- **Brano di partenza**
:::
Libertà, Jonathan Franzen

CAA03537a - foto: jerryoldenettel, flickr
CAA03537a – foto: jerryoldenettel, flickr

Probabilmente *Libertà* di Jonathan Franzen, ed. Einaudi, è il libro di cui si è più parlato in questi ultimi mesi; dopo il successo de *Le correzioni*, del resto, non era difficile crederlo.

*Le correzioni* mi è piaciuto molto, gli altri libri abbastanza, e quindi è stato con grande attesa che ho aspettato la pubblicazione in Italia. Il giorno in cui l’ho iniziato, sul Sole24Ore della domenica un articolo di Tim Parks lo stroncava _un buon libro, ma non un capolavoro_, così come le recensioni di tanti altri critici _vedi sempre su IlSole24Ore *I due partiti su Franzen. «Freedom» divide i lettori tra scettici ed entusiasti. Ecco le loro ragioni* di Francesco Pacifico.

Lascio però ai veri critici questa disputa, e mi limito a dire che a me è piaciuto molto anche *Libertà*, anzi, moltissimo. Oltre 600 pagine, che però, purtroppo, sono volate via troppo velocemente. Non so poi se fra qualche anno mi ricorderò ancora di questo libro, o mi avrà lasciato delle sensazioni talmente forti da rimanere nonostante l’accumulo nel frattempo di altre decine di libri, fattore che per me determina un vero capolavoro.
:::
- **Problema scritto**
Prosegui per favore la recensione di *Libertà*, ripartendo subito dopo l'ultima frase riportata.

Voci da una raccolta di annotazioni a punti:
:::
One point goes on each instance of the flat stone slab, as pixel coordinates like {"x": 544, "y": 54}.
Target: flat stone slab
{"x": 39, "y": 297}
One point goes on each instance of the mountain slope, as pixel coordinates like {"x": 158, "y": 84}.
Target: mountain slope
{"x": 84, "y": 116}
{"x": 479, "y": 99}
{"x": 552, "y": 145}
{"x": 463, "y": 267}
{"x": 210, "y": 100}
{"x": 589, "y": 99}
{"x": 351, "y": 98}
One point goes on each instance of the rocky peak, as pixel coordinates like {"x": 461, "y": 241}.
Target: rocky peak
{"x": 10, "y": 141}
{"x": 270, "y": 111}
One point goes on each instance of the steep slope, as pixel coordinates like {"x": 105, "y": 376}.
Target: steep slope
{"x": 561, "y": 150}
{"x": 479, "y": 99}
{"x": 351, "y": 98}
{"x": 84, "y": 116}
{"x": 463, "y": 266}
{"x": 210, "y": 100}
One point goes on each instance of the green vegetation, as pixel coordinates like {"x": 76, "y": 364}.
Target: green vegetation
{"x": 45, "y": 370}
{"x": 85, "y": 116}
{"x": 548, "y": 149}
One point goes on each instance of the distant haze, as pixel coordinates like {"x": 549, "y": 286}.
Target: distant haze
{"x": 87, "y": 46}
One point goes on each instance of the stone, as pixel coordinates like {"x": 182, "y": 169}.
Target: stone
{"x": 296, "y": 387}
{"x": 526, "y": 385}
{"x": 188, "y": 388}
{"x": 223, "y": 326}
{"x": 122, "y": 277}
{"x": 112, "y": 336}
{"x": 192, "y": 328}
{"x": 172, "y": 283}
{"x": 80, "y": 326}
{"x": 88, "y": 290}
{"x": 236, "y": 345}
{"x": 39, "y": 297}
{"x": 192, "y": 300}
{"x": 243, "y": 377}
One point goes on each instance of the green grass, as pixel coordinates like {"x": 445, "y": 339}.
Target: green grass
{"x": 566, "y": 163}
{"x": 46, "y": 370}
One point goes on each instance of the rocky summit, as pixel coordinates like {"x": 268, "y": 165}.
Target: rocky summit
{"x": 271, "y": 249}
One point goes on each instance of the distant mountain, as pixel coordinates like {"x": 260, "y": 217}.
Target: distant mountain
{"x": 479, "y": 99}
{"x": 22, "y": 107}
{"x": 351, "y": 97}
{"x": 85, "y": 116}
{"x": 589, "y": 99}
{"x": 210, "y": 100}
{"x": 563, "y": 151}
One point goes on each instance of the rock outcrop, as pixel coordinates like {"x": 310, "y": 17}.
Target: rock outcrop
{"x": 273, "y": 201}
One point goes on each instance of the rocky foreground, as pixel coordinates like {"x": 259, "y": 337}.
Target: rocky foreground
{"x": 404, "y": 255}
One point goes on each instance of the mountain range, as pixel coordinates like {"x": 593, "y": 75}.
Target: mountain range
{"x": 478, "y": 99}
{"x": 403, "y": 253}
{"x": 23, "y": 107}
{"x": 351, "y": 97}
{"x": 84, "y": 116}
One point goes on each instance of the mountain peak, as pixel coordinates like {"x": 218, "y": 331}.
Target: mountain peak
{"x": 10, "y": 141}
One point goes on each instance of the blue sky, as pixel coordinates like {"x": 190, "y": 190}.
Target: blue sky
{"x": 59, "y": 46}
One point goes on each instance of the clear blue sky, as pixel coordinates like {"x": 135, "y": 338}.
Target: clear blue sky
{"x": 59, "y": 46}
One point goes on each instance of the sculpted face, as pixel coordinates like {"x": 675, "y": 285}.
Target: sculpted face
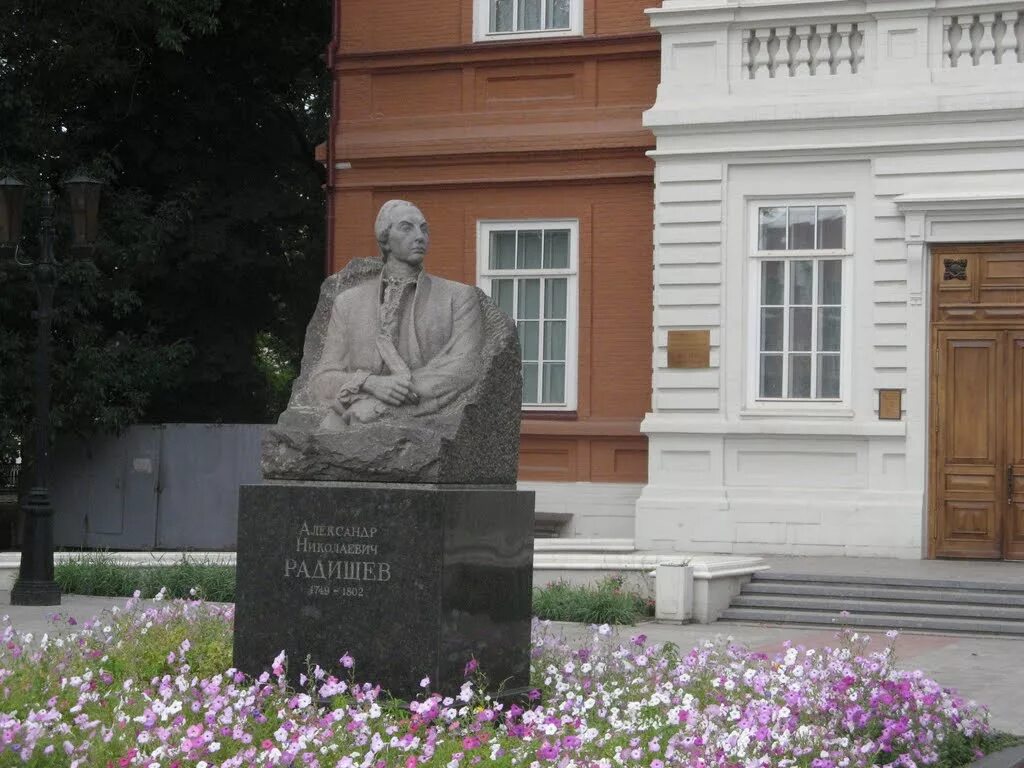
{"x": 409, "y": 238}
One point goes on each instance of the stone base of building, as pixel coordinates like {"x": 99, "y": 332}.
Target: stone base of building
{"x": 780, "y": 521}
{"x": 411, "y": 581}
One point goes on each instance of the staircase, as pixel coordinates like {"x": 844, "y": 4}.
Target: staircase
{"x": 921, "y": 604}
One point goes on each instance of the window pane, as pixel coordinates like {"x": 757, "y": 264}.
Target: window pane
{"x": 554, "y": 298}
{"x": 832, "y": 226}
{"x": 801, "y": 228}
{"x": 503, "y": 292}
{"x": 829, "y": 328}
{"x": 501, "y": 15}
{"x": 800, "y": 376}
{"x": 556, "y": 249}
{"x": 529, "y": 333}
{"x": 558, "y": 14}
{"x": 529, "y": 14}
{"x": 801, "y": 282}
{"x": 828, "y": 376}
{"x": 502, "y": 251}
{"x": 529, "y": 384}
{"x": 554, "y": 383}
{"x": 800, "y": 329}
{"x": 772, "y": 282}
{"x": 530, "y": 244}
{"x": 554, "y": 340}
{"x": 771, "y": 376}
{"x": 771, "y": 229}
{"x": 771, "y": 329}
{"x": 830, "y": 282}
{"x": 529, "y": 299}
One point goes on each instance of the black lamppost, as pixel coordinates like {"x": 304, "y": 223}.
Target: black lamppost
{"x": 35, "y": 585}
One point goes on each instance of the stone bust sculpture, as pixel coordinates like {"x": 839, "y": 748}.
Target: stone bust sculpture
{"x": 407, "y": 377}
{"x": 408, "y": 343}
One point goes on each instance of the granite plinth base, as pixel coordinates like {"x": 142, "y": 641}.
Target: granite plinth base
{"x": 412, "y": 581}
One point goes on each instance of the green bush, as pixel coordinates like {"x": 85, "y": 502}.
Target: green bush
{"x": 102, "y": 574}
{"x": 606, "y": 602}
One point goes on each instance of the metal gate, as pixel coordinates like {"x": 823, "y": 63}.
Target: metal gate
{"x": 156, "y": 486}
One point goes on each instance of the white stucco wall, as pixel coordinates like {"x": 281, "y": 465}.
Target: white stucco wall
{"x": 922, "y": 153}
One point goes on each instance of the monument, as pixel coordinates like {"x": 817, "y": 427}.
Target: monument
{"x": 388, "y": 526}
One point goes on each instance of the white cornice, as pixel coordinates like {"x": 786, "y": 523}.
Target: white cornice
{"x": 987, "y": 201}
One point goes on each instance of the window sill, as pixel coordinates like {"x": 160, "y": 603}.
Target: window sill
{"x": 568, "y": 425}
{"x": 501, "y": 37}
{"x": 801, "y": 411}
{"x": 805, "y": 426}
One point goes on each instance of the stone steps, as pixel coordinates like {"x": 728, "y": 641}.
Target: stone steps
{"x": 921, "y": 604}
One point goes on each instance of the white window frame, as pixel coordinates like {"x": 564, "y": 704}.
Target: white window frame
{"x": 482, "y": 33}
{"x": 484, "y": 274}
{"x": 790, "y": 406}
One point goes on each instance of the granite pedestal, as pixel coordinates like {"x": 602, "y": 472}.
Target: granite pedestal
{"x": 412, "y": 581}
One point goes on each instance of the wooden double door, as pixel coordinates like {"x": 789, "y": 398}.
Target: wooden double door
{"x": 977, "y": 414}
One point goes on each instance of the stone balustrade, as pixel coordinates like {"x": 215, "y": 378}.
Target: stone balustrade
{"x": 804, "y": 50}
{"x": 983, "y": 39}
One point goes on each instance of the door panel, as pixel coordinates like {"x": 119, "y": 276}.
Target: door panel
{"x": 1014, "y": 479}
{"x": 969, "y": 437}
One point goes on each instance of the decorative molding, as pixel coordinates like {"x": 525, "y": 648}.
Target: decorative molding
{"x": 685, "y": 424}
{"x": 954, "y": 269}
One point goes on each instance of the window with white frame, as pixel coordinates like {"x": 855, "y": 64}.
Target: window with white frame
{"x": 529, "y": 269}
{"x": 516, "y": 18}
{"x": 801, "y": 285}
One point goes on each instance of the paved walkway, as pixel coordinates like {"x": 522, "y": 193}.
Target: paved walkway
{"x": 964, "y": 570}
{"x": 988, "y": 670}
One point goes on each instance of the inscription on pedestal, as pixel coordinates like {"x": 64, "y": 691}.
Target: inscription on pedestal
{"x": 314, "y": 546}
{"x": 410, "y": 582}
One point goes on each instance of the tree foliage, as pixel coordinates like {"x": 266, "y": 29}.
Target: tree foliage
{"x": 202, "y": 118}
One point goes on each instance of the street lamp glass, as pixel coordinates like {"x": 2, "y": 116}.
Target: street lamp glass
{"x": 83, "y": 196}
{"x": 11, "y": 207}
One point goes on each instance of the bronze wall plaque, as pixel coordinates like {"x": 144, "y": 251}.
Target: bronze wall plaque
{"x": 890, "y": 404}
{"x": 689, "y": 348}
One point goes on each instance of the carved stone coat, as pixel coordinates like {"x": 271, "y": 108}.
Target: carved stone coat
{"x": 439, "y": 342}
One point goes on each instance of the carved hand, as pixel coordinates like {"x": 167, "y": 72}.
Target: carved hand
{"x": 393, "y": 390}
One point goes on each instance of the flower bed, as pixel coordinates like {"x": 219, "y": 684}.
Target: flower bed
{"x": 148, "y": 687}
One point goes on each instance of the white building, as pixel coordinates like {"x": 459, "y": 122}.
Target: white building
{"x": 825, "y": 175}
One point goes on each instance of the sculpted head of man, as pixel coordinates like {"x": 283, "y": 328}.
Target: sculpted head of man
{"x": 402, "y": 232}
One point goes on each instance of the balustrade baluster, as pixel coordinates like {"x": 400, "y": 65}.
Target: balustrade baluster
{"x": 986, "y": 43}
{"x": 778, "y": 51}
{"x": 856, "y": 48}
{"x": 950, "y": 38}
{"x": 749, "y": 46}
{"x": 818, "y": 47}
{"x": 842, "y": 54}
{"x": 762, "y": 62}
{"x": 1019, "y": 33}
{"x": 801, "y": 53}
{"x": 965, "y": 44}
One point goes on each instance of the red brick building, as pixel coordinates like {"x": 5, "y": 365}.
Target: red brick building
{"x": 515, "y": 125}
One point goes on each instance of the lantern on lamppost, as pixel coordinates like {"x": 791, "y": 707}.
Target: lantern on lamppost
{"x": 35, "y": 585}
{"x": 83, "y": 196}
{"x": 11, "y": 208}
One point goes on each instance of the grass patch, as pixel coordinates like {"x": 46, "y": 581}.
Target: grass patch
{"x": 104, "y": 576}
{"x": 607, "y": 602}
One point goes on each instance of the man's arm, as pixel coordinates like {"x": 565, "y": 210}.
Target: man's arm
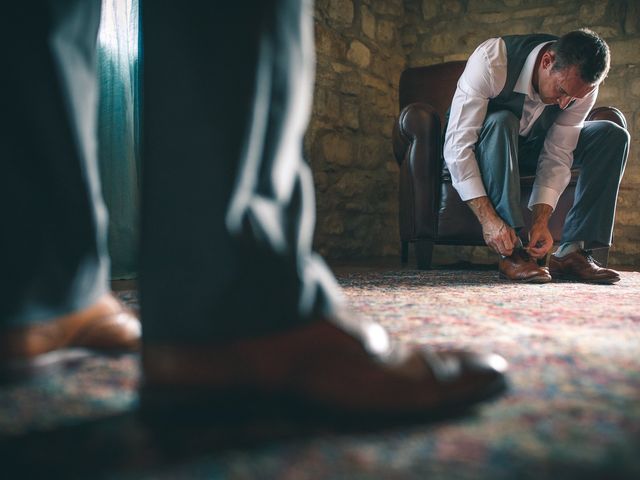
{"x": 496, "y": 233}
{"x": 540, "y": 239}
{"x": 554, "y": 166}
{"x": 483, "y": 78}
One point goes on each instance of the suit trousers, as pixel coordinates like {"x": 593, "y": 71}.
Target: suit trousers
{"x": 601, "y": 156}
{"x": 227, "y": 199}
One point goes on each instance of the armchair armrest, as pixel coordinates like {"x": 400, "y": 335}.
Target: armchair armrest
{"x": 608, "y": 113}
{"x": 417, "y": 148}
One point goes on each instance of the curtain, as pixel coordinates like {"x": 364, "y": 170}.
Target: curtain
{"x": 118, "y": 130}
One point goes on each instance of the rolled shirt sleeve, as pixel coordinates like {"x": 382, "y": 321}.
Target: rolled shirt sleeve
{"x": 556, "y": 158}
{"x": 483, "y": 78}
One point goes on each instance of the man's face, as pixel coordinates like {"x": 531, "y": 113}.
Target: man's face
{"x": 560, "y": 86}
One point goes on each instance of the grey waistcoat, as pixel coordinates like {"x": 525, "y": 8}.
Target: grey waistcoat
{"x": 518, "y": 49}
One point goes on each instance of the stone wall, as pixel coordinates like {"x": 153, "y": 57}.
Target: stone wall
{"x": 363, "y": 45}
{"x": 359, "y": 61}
:::
- **Esercizio svolto**
Nel frattempo, ho seguito con ansia, gioia, tristezza, a volte con un sorriso, le vicende di Walter, Patty e Richard, e di Joey, Connie, Jessica, Lalitha. Mi sono esaltata quando Richard e Walter sono andati al concerto di Bright Eyes _uno dei miei cantanti preferiti_, episodio descritto nei minimi dettagli a occupare ben quattro pagine, terminando con una delle frasi migliori del libro: “[riferito a Lifted – il nome dell’album di BE]. E’ come la religione senza le stronzate dei dogmi religiosi”. In effetti, mi sono un po’ scocciata in alcuni punti, quando i riferimenti culturali, a prodotti, episodi, sono risultati di difficile comprensione per una persona non americana. D’accordo, di sicuro sono un’americanofila, e questo è stato determinante… Però, se potessi, mi rimetterei a leggere da capo *Libertà* anche ora.

– Ma questo succede perché la gente è libera, – disse Joey. – La libertà non è proprio questo? Il diritto di pensare quello che si vuole? Cioè, lo ammetto, certe volte è una rottura di palle.
Alcuni fra i commensali ridacchiarono.
– Già, proprio così, – disse il padre di Jenna. – La libertà è una rottura di palle. E proprio per questo è indispensabile cogliere l’occasione che ci si presenta quest’autunno. Per indurre una nazione di gente libera ad abbandonare idee sbagliate e appoggiarne di migliori, con ogni mezzo necessario.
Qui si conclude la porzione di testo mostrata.